## Written task
Print, word for word, the stretch of the material below that opens with the line containing "job: trace every instance of the white planter" and closes with the line containing "target: white planter pot", both lines included.

## Given data

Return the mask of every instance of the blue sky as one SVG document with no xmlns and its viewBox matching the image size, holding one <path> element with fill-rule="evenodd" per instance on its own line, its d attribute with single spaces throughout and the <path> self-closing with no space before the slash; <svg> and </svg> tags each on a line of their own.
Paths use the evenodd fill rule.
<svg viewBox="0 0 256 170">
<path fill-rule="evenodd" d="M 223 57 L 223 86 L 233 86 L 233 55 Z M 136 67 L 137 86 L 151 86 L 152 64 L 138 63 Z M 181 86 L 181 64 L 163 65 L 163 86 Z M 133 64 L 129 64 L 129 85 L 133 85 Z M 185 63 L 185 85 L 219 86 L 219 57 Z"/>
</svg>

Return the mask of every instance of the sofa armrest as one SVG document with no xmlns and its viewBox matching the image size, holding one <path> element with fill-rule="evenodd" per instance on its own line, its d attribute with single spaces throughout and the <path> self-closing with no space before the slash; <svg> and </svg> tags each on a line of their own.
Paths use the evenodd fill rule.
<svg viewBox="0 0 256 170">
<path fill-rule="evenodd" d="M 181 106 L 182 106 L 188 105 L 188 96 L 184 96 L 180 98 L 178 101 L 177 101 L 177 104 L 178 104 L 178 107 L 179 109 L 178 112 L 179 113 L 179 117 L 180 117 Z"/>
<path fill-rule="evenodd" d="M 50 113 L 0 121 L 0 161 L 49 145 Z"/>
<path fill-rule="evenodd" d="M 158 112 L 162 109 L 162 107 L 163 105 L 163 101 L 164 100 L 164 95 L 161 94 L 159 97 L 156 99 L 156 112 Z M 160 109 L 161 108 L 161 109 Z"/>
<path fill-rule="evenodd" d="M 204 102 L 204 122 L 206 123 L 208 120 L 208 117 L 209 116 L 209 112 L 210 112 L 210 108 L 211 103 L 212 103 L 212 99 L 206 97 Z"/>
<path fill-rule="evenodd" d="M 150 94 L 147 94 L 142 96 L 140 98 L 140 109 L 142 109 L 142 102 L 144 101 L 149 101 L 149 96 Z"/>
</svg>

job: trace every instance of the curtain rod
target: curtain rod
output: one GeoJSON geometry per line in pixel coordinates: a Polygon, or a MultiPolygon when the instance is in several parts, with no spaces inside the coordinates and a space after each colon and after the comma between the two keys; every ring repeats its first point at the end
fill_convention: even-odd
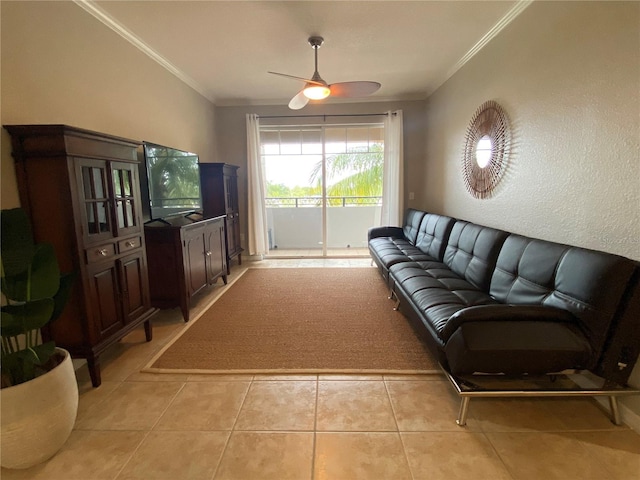
{"type": "MultiPolygon", "coordinates": [[[[308,118],[308,117],[384,117],[388,113],[335,113],[333,115],[258,115],[258,118],[308,118]]],[[[396,115],[396,112],[391,112],[391,115],[396,115]]]]}

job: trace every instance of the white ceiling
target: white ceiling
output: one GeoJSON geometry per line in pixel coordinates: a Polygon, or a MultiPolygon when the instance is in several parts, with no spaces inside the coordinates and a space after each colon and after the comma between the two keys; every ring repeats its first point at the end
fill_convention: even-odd
{"type": "MultiPolygon", "coordinates": [[[[324,37],[328,83],[377,81],[368,101],[425,99],[530,2],[76,1],[216,105],[285,104],[324,37]]],[[[337,101],[328,99],[328,101],[337,101]]]]}

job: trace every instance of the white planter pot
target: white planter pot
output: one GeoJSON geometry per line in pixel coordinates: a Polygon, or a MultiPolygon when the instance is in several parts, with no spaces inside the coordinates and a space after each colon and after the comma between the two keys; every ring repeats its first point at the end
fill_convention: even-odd
{"type": "Polygon", "coordinates": [[[0,390],[2,466],[29,468],[52,457],[69,438],[78,413],[71,355],[50,372],[0,390]]]}

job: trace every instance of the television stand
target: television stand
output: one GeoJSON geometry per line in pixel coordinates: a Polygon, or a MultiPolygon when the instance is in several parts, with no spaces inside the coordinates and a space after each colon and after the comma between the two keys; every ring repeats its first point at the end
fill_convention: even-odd
{"type": "Polygon", "coordinates": [[[180,307],[185,322],[194,295],[220,277],[227,283],[225,215],[206,220],[191,215],[144,227],[151,305],[180,307]]]}

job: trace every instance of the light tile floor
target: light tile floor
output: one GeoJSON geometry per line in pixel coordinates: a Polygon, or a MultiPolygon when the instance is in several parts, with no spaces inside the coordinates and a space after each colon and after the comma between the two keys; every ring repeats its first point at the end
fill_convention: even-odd
{"type": "MultiPolygon", "coordinates": [[[[194,315],[223,288],[199,297],[194,315]]],[[[153,323],[152,342],[139,329],[103,355],[99,388],[80,367],[68,442],[44,464],[3,469],[3,480],[640,478],[640,435],[613,425],[591,399],[476,399],[461,428],[459,400],[439,375],[140,373],[185,326],[178,310],[153,323]]]]}

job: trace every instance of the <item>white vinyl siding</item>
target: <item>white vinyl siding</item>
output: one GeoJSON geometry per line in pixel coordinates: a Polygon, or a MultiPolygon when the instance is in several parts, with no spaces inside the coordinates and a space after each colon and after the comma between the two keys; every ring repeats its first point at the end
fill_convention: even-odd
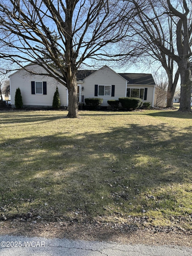
{"type": "MultiPolygon", "coordinates": [[[[135,88],[137,87],[138,89],[145,89],[145,88],[147,88],[147,99],[146,100],[142,100],[142,101],[144,102],[150,102],[151,105],[152,105],[153,103],[153,89],[154,88],[154,85],[140,85],[140,84],[128,84],[127,86],[127,89],[126,92],[127,92],[127,89],[130,88],[135,88]]],[[[126,96],[127,96],[127,95],[126,96]]]]}
{"type": "MultiPolygon", "coordinates": [[[[43,68],[38,65],[30,67],[32,70],[38,73],[45,73],[43,68]]],[[[29,69],[29,68],[28,68],[29,69]]],[[[17,88],[21,90],[24,106],[44,106],[52,107],[54,93],[57,86],[59,93],[61,106],[67,106],[67,90],[64,85],[58,82],[54,78],[47,76],[33,75],[23,69],[20,69],[10,76],[11,86],[11,104],[15,104],[15,95],[17,88]],[[47,94],[32,94],[31,82],[35,81],[43,84],[46,82],[47,94]]]]}
{"type": "Polygon", "coordinates": [[[106,67],[95,71],[83,80],[83,91],[81,94],[86,98],[102,98],[103,101],[101,106],[108,106],[109,100],[118,100],[120,97],[124,97],[126,92],[127,81],[120,76],[106,67]],[[95,85],[98,85],[98,95],[94,96],[95,85]],[[115,96],[110,96],[112,85],[115,85],[115,96]],[[105,85],[111,87],[110,96],[99,96],[99,86],[105,85]]]}

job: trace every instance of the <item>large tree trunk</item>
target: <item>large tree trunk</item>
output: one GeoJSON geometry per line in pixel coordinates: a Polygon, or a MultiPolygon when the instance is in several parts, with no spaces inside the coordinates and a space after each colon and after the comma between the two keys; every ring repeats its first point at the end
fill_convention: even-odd
{"type": "Polygon", "coordinates": [[[191,74],[189,70],[180,69],[181,100],[178,111],[192,112],[191,107],[191,74]]]}
{"type": "Polygon", "coordinates": [[[69,92],[69,112],[67,117],[69,118],[78,118],[77,84],[76,76],[67,85],[69,92]]]}
{"type": "Polygon", "coordinates": [[[172,71],[170,71],[170,74],[167,73],[169,84],[167,88],[167,107],[172,107],[173,106],[173,102],[174,94],[177,87],[178,80],[179,77],[179,72],[178,69],[175,76],[174,81],[173,81],[172,71]]]}

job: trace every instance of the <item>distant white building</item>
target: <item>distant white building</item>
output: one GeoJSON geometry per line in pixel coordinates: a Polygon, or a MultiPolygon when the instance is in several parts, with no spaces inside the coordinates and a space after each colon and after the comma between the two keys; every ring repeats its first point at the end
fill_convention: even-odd
{"type": "Polygon", "coordinates": [[[178,103],[180,102],[180,97],[174,97],[173,98],[173,103],[178,103]]]}

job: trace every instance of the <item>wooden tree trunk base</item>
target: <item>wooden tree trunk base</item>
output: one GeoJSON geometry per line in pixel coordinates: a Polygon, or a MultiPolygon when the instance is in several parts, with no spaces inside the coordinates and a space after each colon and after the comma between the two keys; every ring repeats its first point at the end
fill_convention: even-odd
{"type": "Polygon", "coordinates": [[[182,112],[183,113],[192,113],[191,109],[189,109],[188,108],[180,107],[177,111],[178,112],[182,112]]]}

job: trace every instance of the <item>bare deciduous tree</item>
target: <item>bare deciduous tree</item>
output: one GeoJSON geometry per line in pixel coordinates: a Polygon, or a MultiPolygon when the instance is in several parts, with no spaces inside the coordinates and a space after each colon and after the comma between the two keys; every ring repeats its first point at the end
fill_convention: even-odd
{"type": "Polygon", "coordinates": [[[38,74],[67,87],[68,116],[77,117],[77,71],[88,59],[123,57],[112,44],[127,36],[131,6],[116,0],[0,0],[0,57],[43,66],[46,72],[38,74]]]}
{"type": "Polygon", "coordinates": [[[165,73],[161,70],[158,73],[156,72],[154,75],[156,85],[155,91],[156,103],[154,107],[164,107],[169,85],[168,77],[165,73]]]}
{"type": "Polygon", "coordinates": [[[167,106],[174,96],[180,73],[181,98],[179,111],[191,112],[190,104],[192,43],[191,10],[187,0],[166,2],[156,0],[133,0],[138,13],[135,20],[140,26],[140,35],[150,45],[151,52],[161,61],[169,79],[167,106]],[[176,33],[175,31],[176,31],[176,33]],[[167,37],[167,35],[168,37],[167,37]],[[158,53],[158,56],[157,54],[158,53]],[[178,66],[173,81],[173,65],[178,66]]]}

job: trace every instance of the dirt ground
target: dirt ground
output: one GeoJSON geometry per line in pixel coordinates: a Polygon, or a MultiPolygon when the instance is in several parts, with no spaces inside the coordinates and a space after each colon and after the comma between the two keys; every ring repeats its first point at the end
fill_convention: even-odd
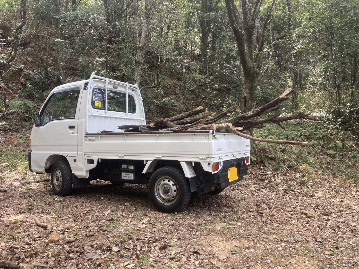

## Task answer
job: trace every instance of the white planter pot
target: white planter pot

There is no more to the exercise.